Problem: All records should be reproduced verbatim.

[Contour annotation records]
____________
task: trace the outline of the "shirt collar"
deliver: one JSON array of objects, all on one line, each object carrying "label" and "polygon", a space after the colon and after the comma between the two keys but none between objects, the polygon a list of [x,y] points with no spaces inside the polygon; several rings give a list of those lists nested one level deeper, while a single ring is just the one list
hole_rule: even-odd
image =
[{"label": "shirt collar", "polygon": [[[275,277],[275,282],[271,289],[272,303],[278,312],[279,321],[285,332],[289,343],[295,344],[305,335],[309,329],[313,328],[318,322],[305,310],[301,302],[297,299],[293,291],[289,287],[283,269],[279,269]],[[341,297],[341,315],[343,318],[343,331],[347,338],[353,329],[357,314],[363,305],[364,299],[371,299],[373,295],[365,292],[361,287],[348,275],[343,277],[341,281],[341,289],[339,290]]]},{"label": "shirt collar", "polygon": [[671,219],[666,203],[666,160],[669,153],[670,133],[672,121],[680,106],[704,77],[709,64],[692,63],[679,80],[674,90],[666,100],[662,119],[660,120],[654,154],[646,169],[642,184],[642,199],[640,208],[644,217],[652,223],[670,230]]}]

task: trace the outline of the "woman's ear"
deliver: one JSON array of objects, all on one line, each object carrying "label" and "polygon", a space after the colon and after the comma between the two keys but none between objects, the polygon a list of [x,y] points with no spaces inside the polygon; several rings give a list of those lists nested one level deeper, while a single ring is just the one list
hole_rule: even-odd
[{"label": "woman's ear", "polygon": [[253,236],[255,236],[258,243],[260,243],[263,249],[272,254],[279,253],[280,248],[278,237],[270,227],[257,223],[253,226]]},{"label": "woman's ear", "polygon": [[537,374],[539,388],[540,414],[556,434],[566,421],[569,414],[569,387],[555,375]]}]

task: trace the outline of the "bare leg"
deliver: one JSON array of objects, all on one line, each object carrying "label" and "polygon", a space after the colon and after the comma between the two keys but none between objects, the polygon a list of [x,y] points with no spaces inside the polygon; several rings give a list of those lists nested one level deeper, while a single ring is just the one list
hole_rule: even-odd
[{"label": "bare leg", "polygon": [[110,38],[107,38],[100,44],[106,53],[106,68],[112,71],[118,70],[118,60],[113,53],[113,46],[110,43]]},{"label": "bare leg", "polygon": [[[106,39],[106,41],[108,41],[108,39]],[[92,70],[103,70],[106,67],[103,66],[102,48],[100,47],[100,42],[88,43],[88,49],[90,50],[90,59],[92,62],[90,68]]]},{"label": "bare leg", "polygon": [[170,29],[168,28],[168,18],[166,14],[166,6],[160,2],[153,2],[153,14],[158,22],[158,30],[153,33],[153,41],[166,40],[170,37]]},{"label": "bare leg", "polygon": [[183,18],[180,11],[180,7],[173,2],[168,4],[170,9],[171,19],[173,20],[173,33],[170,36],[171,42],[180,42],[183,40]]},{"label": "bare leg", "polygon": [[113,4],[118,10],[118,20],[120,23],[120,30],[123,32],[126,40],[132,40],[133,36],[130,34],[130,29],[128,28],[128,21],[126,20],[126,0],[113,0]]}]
____________
Reply to the task:
task: trace the outline of the "shirt collar"
deliver: one JSON array of objects, all on one line, each object carrying "label" and "polygon", a space after the colon and after the comma between the two keys but none between objects, the polygon a list of [x,y] points with no spaces inside the polygon; several rings give a list of those lists nested one level deeper, while a single ring is just the one list
hole_rule: even-odd
image =
[{"label": "shirt collar", "polygon": [[[275,277],[275,282],[271,289],[272,303],[278,312],[279,321],[285,332],[289,343],[295,344],[305,335],[309,329],[313,328],[318,322],[305,310],[301,302],[297,299],[293,291],[289,287],[283,269],[279,269]],[[341,297],[341,315],[343,318],[343,331],[347,338],[353,329],[357,314],[363,305],[364,299],[371,299],[373,295],[365,292],[361,287],[348,275],[343,277],[341,281],[341,289],[339,290]]]},{"label": "shirt collar", "polygon": [[671,219],[666,203],[666,160],[669,153],[670,133],[672,121],[680,106],[704,77],[709,64],[692,63],[679,80],[674,90],[666,100],[662,119],[660,120],[654,154],[646,169],[642,184],[642,199],[640,208],[644,217],[652,223],[670,230]]}]

task: trace the outline of the "woman's ear"
deliver: one JSON array of objects, all on one line, each object carrying "label" and "polygon", a space after the colon and after the comma between the two keys but none between objects, the polygon a list of [x,y] points with no spaces inside the polygon; several rings give a list of those lists nested one level deeper, while a single ring is just the one list
hole_rule: even-odd
[{"label": "woman's ear", "polygon": [[253,236],[255,236],[258,243],[260,243],[263,249],[272,254],[279,253],[280,248],[278,237],[270,227],[257,223],[253,226]]},{"label": "woman's ear", "polygon": [[537,374],[539,388],[540,414],[556,434],[566,421],[569,414],[569,387],[555,375]]}]

task: trace the outline of the "bare leg"
deliver: one JSON array of objects, all on one line, each object carrying "label" and "polygon", a space after the colon and after the comma between the two keys but none between objects, the polygon a list of [x,y] points with no spaces inside the polygon; several rings give a list of those lists nested one level deeper, while a single ring is just the one list
hole_rule: even-odd
[{"label": "bare leg", "polygon": [[110,38],[107,38],[100,44],[106,53],[106,68],[112,71],[118,70],[118,60],[113,53],[113,46],[110,43]]},{"label": "bare leg", "polygon": [[[106,39],[106,41],[108,41],[108,39]],[[92,70],[103,70],[106,67],[103,66],[102,48],[100,47],[100,42],[88,43],[88,49],[90,50],[90,59],[92,62],[90,68]]]},{"label": "bare leg", "polygon": [[170,29],[168,28],[168,18],[166,14],[166,6],[160,2],[153,2],[153,14],[158,22],[158,30],[153,33],[153,41],[166,40],[170,37]]},{"label": "bare leg", "polygon": [[183,18],[180,11],[180,7],[173,2],[168,4],[170,9],[171,19],[173,20],[173,33],[170,36],[171,42],[180,42],[183,40]]},{"label": "bare leg", "polygon": [[113,4],[118,10],[118,20],[120,23],[120,30],[123,32],[126,40],[132,40],[133,36],[130,34],[130,29],[128,28],[128,21],[126,20],[126,0],[113,0]]}]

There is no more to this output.